Repeat every line of the data exactly; no picture belongs in the copy.
---+---
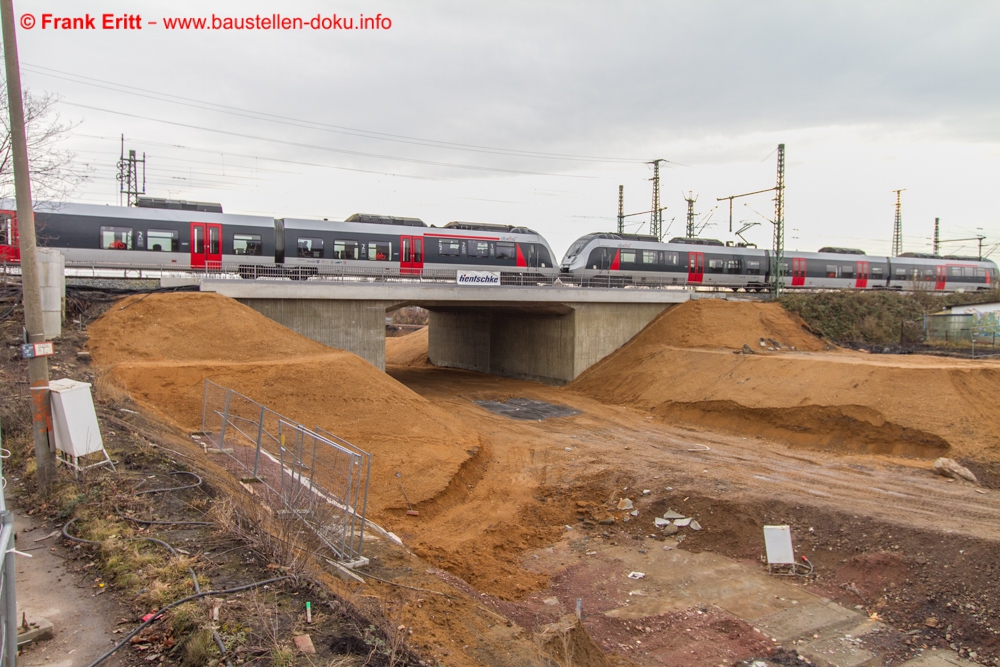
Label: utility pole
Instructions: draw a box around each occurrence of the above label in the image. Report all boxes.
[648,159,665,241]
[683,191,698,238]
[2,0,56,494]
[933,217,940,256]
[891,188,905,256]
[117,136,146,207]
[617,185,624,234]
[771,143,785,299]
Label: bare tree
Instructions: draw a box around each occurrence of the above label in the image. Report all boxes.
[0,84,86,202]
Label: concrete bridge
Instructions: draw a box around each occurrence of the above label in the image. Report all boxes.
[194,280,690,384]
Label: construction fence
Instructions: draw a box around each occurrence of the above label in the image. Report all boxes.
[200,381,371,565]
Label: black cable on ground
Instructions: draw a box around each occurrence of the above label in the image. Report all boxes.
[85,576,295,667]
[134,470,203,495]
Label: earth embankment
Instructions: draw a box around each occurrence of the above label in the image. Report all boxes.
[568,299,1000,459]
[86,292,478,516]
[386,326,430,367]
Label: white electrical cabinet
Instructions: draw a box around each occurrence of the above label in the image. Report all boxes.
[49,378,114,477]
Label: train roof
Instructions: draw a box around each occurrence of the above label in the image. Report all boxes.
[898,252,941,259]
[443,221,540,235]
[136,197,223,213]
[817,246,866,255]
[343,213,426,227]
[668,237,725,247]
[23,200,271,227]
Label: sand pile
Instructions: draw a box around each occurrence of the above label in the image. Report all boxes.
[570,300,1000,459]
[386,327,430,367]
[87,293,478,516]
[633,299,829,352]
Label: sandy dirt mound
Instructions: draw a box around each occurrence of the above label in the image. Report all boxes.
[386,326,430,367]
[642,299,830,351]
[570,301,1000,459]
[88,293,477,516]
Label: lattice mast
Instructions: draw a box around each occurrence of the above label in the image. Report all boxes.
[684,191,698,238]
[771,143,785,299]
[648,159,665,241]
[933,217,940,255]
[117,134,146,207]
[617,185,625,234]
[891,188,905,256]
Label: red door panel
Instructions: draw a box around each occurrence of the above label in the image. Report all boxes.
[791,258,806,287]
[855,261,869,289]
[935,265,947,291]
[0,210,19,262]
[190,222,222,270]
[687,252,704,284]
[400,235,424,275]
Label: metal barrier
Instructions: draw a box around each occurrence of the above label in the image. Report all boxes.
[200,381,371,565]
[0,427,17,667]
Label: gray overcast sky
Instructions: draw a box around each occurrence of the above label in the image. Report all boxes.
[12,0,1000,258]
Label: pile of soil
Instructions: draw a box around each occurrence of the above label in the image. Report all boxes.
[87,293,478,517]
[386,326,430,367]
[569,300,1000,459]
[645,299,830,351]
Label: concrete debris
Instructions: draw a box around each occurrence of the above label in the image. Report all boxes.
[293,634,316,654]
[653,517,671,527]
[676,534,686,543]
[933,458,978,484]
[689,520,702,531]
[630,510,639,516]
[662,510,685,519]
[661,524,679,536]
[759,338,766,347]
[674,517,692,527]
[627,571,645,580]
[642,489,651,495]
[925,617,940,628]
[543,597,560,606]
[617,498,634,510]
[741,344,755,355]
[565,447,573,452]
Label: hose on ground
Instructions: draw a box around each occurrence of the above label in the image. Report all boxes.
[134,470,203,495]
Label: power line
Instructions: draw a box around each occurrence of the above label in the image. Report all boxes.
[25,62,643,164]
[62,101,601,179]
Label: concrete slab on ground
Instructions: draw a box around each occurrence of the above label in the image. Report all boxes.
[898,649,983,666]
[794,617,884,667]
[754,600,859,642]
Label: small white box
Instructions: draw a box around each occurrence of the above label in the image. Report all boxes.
---+---
### Solution to this exercise:
Label: utility pole
Instructions: draw a box around each occurrence of the above label in the image. Report all boxes.
[648,159,665,241]
[683,191,698,238]
[2,0,56,494]
[933,217,940,256]
[891,188,905,256]
[117,136,146,207]
[617,185,624,234]
[771,143,785,299]
Label: bare tree
Instructions: draw a box around each occurrence of the above label in the image. Report all boxes.
[0,84,86,202]
Label: concrete bridge
Instructions: draw a box around each occurrence of the above label in the image. Report all boxes.
[194,280,690,384]
Label: construction fence
Instructions: draw a box around each occurrence of the above label in the image. Report all boxes.
[200,381,371,565]
Label: black cable on ground
Instructions: draw a box around each occurrence of the above label in the image. Report all boxes.
[85,576,295,667]
[134,470,203,495]
Label: earth embankment
Instructions: draw a box around each occurrence of the above label in the image. Report all boxes.
[568,299,1000,459]
[86,292,478,516]
[386,326,430,367]
Label: white electrical cabinet
Instructions: draw a box around each occurrence of the above label in the image. Report all boxes.
[49,378,114,477]
Label: train roof
Instructions: draw a box around each occurrence of the above label in the image. Report all boxes.
[898,252,941,259]
[443,221,540,235]
[136,197,223,213]
[817,246,866,255]
[343,213,426,227]
[668,237,725,247]
[23,200,271,227]
Label: sand pile
Instructions: draw a box around each occurrence of the above label in the image. Report all boxes.
[570,300,1000,459]
[386,327,430,367]
[87,293,478,516]
[633,299,829,352]
Label: sandy dirt mound
Instructions: draw a box around each occurrence of the above label in the image. Report all boxes.
[386,326,430,367]
[642,299,830,351]
[570,301,1000,459]
[88,293,477,516]
Label: lattice mast
Instructions: draw a box around each occurrence of the above label in the image. Report all boxes.
[684,191,698,238]
[771,143,785,299]
[648,159,665,241]
[933,217,940,255]
[117,134,146,207]
[617,185,625,234]
[891,188,905,256]
Label: red door panel
Instructions: draw a box around each occurrence of the above label in the image. Report all boxes.
[791,258,806,287]
[855,261,869,289]
[935,265,947,291]
[0,210,19,262]
[190,222,222,270]
[687,252,704,284]
[400,235,424,275]
Label: metal barrier
Instructions: draw a box around each occurrence of the above label in the image. Report all boxes.
[200,381,371,565]
[0,427,17,667]
Label: gray overcast sky
Instructions: draw a box around each occurrence of the above label in the image. Report all boxes.
[12,0,1000,258]
Label: pile of soil
Instructions: draw a box around each occurrence of the above label in the image. Report all boxes.
[87,293,478,517]
[386,326,430,367]
[569,300,1000,459]
[645,299,830,351]
Label: concrete debris
Instructions: draw a box around each occurrence of the above label in the image. Report all boxes.
[293,634,316,654]
[653,517,671,527]
[676,534,686,543]
[933,458,978,484]
[689,520,702,531]
[630,510,639,516]
[662,510,685,519]
[661,524,679,536]
[759,338,766,347]
[674,517,692,527]
[627,571,645,580]
[642,489,651,495]
[925,617,940,628]
[543,597,560,606]
[617,498,634,510]
[741,344,755,355]
[565,447,573,452]
Label: hose on ground
Instructions: draw a box around each occurrence of the above label in the image. Report all boxes.
[134,470,203,495]
Label: power line
Instructions: draw a box around each occurrence of the above label in the image. Report all boxes.
[25,62,643,164]
[62,101,601,179]
Label: concrete slab on ground
Instructions: draw a box around each occurrence of the above label in the image. Report all boxes.
[898,649,983,666]
[794,617,884,667]
[754,600,859,642]
Label: small white box
Instructions: draw a box around each occurrence of the above label in the image. Report all boxes.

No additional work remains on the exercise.